◆ **Written request**:
Starting with the line that contains "Where can you spot the evergreen", write out each line through the end of the listing, unchanged. Output nothing else.

◆ **Records provided**:
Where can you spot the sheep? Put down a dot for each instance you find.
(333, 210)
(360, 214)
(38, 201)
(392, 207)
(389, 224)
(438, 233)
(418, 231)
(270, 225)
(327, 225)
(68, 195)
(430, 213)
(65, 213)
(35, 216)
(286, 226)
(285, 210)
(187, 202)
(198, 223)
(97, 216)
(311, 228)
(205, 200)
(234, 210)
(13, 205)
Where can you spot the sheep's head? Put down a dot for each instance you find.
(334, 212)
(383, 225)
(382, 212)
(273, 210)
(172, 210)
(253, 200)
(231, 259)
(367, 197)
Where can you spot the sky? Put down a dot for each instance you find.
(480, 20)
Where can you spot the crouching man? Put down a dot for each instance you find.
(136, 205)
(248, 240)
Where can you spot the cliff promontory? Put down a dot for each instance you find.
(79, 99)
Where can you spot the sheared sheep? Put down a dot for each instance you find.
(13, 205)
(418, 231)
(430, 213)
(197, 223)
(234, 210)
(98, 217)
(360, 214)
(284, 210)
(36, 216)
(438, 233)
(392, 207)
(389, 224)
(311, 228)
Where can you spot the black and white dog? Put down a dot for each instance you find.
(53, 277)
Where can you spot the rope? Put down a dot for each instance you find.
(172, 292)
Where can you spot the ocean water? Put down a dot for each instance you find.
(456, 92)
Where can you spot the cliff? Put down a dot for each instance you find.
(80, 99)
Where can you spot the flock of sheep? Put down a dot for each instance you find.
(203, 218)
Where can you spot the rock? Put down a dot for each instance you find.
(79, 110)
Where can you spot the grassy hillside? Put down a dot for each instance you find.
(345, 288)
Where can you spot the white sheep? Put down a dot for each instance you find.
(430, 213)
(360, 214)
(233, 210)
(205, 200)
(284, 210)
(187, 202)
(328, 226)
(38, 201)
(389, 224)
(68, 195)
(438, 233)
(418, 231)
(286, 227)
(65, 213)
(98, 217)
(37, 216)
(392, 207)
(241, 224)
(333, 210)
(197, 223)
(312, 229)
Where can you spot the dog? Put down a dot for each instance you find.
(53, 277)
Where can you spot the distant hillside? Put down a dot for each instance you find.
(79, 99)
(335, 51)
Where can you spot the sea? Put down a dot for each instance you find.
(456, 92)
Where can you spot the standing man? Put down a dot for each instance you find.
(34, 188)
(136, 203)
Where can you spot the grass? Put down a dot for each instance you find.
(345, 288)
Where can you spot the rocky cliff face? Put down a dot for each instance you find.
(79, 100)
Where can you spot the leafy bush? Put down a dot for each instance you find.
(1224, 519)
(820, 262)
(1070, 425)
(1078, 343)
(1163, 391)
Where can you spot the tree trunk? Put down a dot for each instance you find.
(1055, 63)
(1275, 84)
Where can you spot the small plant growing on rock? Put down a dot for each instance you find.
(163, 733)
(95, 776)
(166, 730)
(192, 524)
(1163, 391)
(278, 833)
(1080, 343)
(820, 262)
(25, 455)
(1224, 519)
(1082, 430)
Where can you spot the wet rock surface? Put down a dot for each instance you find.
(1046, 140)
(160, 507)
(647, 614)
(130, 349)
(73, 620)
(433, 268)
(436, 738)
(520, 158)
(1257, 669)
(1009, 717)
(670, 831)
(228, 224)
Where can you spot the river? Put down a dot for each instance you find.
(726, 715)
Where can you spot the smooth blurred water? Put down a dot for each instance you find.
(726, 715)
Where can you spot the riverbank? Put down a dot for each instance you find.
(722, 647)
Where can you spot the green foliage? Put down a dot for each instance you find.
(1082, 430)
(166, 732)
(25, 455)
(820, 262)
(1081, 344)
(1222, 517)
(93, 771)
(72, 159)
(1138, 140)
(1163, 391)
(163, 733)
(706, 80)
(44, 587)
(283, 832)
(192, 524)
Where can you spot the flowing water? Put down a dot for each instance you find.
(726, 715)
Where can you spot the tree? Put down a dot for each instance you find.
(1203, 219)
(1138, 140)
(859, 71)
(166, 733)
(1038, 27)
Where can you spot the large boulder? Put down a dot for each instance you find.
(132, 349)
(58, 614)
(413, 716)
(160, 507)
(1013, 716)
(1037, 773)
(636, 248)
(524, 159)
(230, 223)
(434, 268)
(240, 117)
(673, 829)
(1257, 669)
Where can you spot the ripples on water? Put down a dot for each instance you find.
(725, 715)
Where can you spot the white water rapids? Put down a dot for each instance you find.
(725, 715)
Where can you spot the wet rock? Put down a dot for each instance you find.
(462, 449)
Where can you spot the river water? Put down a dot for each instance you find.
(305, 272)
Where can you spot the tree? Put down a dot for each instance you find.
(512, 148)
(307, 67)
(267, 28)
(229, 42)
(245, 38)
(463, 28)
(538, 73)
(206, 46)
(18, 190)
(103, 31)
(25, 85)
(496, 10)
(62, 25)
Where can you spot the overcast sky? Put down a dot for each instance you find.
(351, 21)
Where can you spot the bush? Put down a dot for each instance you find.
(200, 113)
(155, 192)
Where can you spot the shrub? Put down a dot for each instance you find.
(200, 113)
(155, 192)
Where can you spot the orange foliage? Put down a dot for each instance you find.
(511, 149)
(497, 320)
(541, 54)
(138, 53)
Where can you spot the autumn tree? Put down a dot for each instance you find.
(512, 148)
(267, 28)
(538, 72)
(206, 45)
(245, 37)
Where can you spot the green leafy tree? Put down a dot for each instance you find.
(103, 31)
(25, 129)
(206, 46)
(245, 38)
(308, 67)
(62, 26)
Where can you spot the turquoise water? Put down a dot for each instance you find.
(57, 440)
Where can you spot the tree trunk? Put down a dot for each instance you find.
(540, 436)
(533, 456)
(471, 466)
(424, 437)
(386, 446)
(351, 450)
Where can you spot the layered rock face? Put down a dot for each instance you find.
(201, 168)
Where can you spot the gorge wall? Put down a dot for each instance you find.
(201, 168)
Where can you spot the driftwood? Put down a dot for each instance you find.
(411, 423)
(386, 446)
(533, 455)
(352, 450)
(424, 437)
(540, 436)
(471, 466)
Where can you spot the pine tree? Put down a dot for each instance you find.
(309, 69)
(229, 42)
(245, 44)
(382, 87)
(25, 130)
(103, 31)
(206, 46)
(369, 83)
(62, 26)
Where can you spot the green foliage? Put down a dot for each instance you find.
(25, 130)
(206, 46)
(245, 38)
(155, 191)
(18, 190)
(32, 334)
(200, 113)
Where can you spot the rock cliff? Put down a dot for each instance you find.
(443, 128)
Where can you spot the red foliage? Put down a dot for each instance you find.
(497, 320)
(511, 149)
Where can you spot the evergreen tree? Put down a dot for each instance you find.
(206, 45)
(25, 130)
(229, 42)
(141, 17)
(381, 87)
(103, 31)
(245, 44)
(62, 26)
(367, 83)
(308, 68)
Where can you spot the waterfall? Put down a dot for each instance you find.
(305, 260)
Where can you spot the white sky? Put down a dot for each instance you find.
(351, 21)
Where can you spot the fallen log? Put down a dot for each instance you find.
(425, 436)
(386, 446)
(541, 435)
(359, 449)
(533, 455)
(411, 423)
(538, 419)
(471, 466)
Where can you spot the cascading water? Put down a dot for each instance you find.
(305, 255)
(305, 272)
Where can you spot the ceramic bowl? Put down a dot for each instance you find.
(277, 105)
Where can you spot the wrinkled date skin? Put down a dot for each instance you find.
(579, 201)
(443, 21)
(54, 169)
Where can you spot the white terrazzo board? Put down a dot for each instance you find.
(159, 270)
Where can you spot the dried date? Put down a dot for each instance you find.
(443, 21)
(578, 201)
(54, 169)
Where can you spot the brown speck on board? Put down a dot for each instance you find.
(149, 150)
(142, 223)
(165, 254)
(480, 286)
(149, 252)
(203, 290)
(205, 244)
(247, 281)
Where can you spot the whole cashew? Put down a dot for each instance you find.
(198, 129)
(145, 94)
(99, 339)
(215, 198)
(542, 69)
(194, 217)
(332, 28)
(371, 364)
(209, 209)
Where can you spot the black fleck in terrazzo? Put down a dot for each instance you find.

◆ **Task result**:
Where can you spot the evergreen tree? Put down a dot for each instance you find.
(206, 45)
(25, 130)
(229, 42)
(141, 17)
(381, 87)
(103, 31)
(245, 44)
(62, 26)
(367, 83)
(308, 68)
Where can you spot the waterfall? Put down a dot for each instance you find.
(305, 260)
Where can you spot the white sky? Put down a dot for each instance you find.
(351, 21)
Where can you spot the fallen log? Put down a dot for each instance you find.
(425, 436)
(386, 446)
(541, 435)
(359, 449)
(533, 455)
(411, 423)
(538, 419)
(471, 466)
Where can you spot the cascading water? Put down a dot for each instance you find.
(305, 255)
(305, 272)
Where can you spot the ceramic bowl? Put down a dot for each instance you find.
(277, 105)
Where can you spot the wrinkled date skin? Put down a dot for each instance you find.
(579, 201)
(443, 21)
(54, 169)
Where can you spot the white terrazzo board? Put down a dot for each instance you find.
(159, 270)
Where can you spot the dried date? Put down a dot for each instance you find.
(443, 21)
(578, 201)
(54, 169)
Where can you spot the brown speck on board? Put down a dot for each instance you find.
(149, 150)
(142, 223)
(165, 254)
(480, 286)
(149, 252)
(203, 290)
(205, 244)
(247, 281)
Where can you spot the whole cashew? Put down a dot for each instance you find.
(198, 129)
(145, 94)
(99, 339)
(215, 198)
(542, 69)
(194, 217)
(332, 28)
(371, 364)
(209, 209)
Where can you spot the black fleck in terrazzo? Put down a dot for each instance you find.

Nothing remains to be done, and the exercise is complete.